Selected passage →
Intel reveals next steps in virtualisation
Vanderpool two and three en route
By Charlie Demerjian in San Francisco: segunda-feira 22 agosto 2005, 21:05
THIS IS THE LATEST article in a series about hardware virtualisation. The first set is on Vanderpool, Intel's version of the concept. If you are unfamiliar with the concept, please read Vanderpool Parts 1, 2, 3 and 4, and AMD's Pacifica parts 1, 2 and 3.
Before you can get Intel chips with VT in them, Intel is touting VT2 and VT3. Don't think of this as a reason not to buy chips with vanilla VT1 in them, you will have a long wait if you do, think of this as more of a statement of future direction. VT enabled chips will be on the market in a few months, but the war of words has already begun.
Intel announced VT over a year ago and released the specs about 6 months ago. Not to be outdone, AMD announced Pacifica, which should be out early next year. Now Intel is talking about the next generation shortly before the first one is out, which means AMD will follow with Pacifica2 before Pacifica the elder hits the market. Before you conclude that this is all a marketing game, just remember, there is a substantial amount of good tech here, and VT2 will do a lot of good for VMM developers.
Think of this as where Intel will go once the above listed stuff is purchasable silicon. This time, it is not just limited to the CPU, it pulls in the Northbridge, memory controllers, buses and peripherals. It is a lot more of an attempt to virtualise the system rather than only the processor.
The first and probably the most important addition is memory virtualisation - not memory controller virtualisation. While this may seem like a rather odd distinction, it actually makes a lot of sense, and with the Intel implementation there may never be a need to virtualise the memory controller. This is called Extended Page Tables - which is EPT in Intel parlance.
Finding the right address is a time consuming and recursive process which can be three or four levels deep with a lot to keep track of. As with AMD's Nested Page Tables, you could add another level of recursion, or as Intel does, add an offset to the PTW, the Page Table Walker. What this in effect does is figure out the offset to where the VM thinks a page is located and adds this to the PTW calculations.
The PTW hardware is designed to figure out what an address should be after a TLB miss. To add virtualisation you need to know the offset between the real memory address and what the guest thinks it is.
When the calculations are done by the PTW, the result is then passed to the memory controller in a 'pre-virtualised' manner, it is already correct. The memory controller does not need to figure out anything, nor does it need to be aware that the OS calling for data is virtualised. In effect, you are adding the intelligence before the memory controller rather than on it.
One nice thing that EPT does is to make any memory controller able to support hardware virtualisation with little or no changes. When CPUs that support it come out, motherboard support should be there as well, there's no need to design a new northbridge for virtualisation.

Tasks for this exercise →
[1] What does Intel call its memory virtualization addition, according to the article on Intel virtualization?
[2] Summarize the article on Intel virtualization in two sentences.
[3] Carry on the article on Intel virtualization from the point where it stops.

(Entries from a dataset)
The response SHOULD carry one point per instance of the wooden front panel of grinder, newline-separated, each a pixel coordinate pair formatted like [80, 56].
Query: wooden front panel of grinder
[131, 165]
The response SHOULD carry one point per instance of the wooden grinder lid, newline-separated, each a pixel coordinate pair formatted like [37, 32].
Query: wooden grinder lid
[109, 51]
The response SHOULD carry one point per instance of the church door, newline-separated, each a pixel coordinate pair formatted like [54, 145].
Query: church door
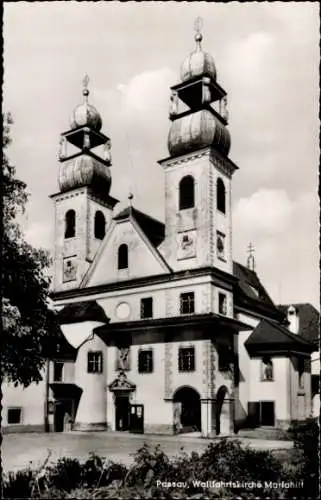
[122, 409]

Answers to each task →
[1] Extended Page Tables, or EPT.

[2] Intel is already promoting VT2 and VT3 before its first VT chips reach the market, and this next step extends virtualization beyond the CPU to the Northbridge, memory controllers, buses and peripherals. Its most important addition, Extended Page Tables, adds an offset to the Page Table Walker so addresses reach the memory controller already correct, which lets any memory controller support hardware virtualization with little or no change.

[3]
EPT will mean no more dropping in and out of the VM every time there is a certain class of memory accesses, and a whole lot fewer interrupts to trap. Since this is one of the largest costs in virtualisation it should speed things up dramatically. On the surface, it appears to be quite a different method of achieving the same goal that Pacifica gets to by virtualising the memory controller. It will be interesting to see which method provides the lowest overhead, but both will be vastly better than the current software method. EPT will catch Intel up to Pacifica.
Once you've caught up, the next thing to do is move ahead, and that's what DMA Remapping does. If you recall, Pacifica can block DMA at the HT to ccHT border, providing a yes/no ability for the VM to see a particular piece of hardware. This is not exactly a hugely granular solution, but it does the intended job fairly well.
DMA Remapping remaps the DMA request to the correct guest OS, so in cases where Pacifica might deny something, DMA Remapping points it to the correct spot. This is the first step to virtualising peripherals, but more on that later.
DMA Remapping in software is hugely expensive, it can bring a fast machine to it's knees if done improperly. Remapping in hardware is orders of magnitude faster, but still has enough overhead so it isn't something you would want to do on every interrupt. That is where Intel adds the IOTLB. Like the TTLB from Pacifica, or the plain old TLB in non-virtualised chips, it caches the DMA remappings so they only have to be calculated once.
EPT and DMA Remapping work in tandem - they virtualise two of the biggest holes that VT left open. With these two things running in VT2/3, or whatever marketing name is thought up by then, there is very little left to do on the CPU to provide a completely virtualised environment.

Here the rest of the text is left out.